#### [Work to do]
Find each line in the data below that contains the string “curved”, and copy those lines out.

#### [Entries provided]

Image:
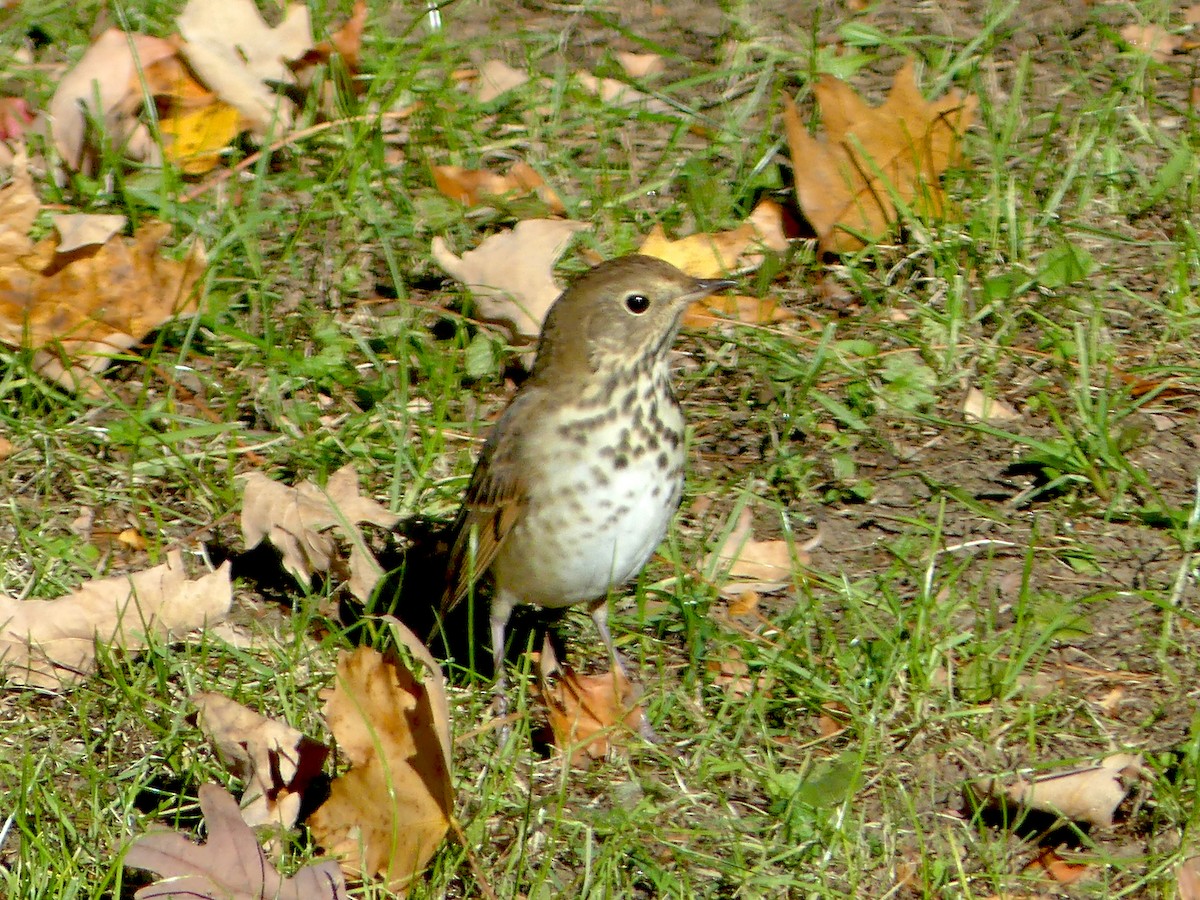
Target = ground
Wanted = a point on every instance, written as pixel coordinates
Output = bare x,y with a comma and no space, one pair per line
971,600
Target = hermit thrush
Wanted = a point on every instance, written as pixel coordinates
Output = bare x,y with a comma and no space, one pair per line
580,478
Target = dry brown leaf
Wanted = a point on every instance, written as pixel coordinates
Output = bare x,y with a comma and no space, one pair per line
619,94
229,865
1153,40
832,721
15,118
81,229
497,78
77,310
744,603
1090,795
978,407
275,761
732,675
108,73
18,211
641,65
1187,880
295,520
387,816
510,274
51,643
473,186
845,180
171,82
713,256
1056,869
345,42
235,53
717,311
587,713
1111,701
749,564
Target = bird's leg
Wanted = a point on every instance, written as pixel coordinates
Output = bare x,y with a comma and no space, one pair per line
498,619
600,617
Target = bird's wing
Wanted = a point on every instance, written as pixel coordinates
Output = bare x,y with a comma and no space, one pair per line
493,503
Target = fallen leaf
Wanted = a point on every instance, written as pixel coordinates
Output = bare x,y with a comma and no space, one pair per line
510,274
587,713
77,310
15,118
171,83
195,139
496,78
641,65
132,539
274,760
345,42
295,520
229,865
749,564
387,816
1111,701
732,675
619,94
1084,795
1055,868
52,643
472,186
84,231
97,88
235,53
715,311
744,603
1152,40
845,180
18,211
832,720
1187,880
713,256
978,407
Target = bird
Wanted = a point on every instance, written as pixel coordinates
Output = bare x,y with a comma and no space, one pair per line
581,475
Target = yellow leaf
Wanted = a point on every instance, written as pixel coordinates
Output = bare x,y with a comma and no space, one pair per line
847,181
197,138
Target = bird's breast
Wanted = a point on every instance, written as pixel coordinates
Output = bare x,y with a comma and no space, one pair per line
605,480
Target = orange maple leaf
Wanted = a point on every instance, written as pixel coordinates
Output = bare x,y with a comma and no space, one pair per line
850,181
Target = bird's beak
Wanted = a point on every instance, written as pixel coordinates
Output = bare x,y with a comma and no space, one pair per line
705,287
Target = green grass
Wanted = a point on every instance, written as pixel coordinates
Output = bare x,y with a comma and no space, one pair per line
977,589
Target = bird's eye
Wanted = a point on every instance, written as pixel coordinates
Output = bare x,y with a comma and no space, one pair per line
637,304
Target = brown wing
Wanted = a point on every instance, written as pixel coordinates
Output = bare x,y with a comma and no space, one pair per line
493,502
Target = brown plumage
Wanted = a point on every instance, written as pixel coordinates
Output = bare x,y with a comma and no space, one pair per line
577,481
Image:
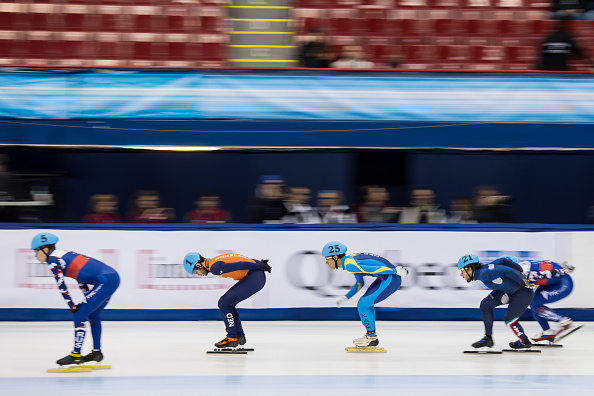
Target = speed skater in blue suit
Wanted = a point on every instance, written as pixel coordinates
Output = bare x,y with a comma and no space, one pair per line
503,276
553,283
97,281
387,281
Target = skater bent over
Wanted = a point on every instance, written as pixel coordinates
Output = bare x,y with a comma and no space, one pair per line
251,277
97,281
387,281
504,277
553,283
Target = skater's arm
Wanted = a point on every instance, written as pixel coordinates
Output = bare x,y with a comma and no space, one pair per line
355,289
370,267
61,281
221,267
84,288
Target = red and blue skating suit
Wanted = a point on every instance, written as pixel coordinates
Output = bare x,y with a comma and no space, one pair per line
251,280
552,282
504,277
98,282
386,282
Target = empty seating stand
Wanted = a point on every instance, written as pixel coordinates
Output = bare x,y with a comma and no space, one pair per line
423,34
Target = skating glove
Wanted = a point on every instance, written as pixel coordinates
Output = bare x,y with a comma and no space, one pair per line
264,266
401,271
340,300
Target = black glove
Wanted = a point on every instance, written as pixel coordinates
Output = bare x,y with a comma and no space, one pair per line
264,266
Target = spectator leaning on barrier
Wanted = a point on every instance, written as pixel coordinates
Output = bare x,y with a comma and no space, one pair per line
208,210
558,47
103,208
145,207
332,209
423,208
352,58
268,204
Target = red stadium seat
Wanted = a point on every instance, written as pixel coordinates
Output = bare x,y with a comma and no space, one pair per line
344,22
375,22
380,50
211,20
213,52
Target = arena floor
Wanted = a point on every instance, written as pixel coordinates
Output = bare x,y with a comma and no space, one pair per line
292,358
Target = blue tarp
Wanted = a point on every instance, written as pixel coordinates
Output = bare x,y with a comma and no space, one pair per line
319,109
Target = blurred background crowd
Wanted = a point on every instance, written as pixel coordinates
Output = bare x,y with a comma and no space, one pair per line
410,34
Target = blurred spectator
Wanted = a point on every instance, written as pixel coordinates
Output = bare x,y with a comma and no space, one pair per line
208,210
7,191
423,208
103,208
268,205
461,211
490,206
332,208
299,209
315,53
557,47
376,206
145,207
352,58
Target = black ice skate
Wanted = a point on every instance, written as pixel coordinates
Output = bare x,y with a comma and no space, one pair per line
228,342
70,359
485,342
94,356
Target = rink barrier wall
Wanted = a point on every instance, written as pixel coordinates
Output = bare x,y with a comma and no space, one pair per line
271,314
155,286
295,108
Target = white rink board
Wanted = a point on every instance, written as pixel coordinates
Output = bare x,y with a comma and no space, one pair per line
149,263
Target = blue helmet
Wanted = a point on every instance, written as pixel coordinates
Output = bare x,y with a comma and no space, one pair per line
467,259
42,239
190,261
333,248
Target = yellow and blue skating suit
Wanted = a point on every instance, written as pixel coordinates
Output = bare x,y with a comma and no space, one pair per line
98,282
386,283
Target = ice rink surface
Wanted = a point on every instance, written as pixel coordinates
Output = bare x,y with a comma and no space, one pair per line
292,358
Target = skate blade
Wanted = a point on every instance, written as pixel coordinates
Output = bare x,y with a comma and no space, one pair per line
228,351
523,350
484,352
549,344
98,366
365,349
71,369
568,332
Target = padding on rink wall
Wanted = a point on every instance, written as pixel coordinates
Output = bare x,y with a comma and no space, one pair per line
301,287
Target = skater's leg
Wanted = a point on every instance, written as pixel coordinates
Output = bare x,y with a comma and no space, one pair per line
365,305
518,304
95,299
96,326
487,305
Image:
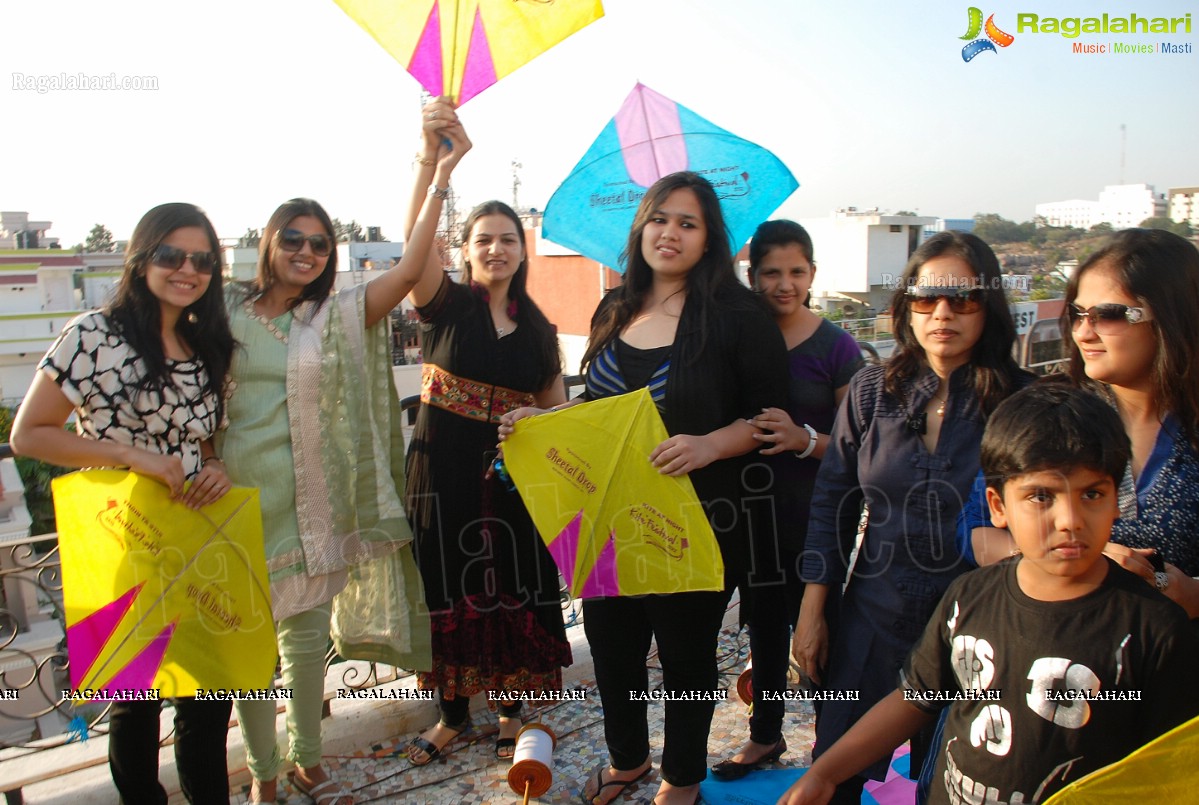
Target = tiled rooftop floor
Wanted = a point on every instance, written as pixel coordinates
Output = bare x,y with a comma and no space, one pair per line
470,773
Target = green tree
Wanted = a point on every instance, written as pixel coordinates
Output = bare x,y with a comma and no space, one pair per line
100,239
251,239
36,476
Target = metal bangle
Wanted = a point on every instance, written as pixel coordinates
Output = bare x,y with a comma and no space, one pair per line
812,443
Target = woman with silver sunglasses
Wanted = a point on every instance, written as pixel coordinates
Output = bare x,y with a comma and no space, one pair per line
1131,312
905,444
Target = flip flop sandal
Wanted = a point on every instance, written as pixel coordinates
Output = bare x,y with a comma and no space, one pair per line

---

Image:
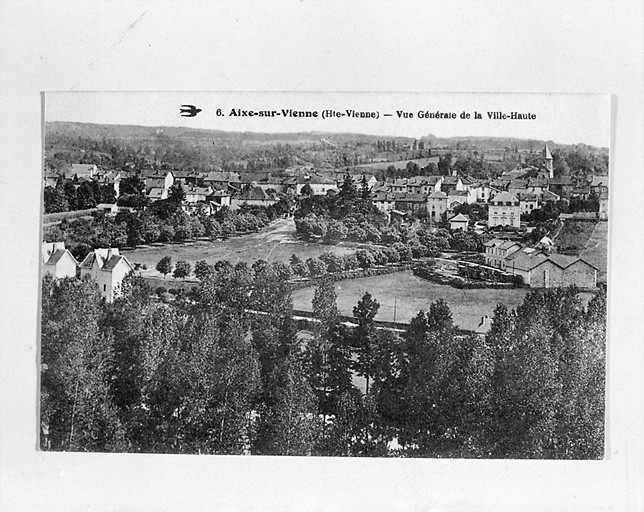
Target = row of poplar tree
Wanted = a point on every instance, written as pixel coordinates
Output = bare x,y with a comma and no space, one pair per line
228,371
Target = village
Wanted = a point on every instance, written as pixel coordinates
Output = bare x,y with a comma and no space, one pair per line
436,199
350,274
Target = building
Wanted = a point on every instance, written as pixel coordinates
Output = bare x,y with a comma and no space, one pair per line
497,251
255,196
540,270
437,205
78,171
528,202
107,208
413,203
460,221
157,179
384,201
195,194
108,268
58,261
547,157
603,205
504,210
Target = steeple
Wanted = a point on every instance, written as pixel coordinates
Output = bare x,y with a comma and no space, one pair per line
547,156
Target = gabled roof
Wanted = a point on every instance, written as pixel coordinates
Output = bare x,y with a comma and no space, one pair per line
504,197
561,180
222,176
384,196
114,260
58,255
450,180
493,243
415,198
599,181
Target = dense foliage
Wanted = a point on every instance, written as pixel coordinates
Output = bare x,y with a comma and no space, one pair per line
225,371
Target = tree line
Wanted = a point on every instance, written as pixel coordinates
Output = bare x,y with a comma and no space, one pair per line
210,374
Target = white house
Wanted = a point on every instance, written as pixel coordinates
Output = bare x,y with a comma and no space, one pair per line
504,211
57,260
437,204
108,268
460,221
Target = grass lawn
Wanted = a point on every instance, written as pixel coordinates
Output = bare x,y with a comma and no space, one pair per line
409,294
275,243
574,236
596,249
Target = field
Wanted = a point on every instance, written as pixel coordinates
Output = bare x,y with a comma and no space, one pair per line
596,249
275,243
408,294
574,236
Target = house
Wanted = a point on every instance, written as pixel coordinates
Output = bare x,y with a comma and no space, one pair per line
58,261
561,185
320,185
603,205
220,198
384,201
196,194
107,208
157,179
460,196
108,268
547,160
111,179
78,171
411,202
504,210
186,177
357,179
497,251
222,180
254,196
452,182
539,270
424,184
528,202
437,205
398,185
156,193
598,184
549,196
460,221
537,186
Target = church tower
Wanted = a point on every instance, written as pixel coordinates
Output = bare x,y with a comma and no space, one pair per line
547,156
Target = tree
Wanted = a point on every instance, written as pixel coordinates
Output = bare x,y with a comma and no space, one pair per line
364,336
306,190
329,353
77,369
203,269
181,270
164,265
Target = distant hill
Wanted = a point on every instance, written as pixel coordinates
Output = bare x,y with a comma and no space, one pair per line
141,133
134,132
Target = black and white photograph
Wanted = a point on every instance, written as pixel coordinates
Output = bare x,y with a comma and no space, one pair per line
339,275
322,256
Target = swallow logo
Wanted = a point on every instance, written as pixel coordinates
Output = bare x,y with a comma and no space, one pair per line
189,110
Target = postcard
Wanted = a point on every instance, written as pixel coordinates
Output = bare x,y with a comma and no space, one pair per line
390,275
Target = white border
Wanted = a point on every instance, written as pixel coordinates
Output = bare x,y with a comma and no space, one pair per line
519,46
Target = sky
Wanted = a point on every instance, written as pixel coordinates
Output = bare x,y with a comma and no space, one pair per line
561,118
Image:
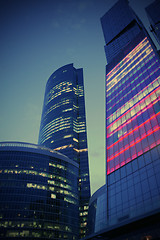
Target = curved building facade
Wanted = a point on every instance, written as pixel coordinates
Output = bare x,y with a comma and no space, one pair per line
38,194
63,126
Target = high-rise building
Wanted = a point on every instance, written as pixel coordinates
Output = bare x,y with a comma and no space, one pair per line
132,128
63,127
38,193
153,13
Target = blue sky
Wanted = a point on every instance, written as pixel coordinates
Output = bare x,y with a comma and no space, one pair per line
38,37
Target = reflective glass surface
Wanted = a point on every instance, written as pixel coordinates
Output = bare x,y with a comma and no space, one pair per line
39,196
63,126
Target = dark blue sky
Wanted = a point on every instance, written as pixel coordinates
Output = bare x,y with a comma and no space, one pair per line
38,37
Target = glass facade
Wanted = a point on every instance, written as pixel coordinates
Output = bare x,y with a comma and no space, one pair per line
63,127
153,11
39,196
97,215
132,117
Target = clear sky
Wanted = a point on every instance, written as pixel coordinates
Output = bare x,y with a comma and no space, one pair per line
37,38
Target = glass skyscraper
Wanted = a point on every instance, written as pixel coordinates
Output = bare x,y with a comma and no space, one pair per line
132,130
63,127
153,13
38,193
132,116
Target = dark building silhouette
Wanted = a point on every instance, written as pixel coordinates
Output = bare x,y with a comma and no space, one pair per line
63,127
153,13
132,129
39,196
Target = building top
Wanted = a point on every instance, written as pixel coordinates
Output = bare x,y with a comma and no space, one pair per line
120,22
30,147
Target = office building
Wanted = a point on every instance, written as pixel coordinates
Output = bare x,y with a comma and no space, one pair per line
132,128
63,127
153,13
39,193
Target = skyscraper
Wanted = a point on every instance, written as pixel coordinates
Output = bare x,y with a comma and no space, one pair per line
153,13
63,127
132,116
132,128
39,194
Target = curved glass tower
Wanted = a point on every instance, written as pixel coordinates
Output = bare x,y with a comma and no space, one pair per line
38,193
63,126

#### [Solved exercise]
Target = curved building facade
Target = curved glass tower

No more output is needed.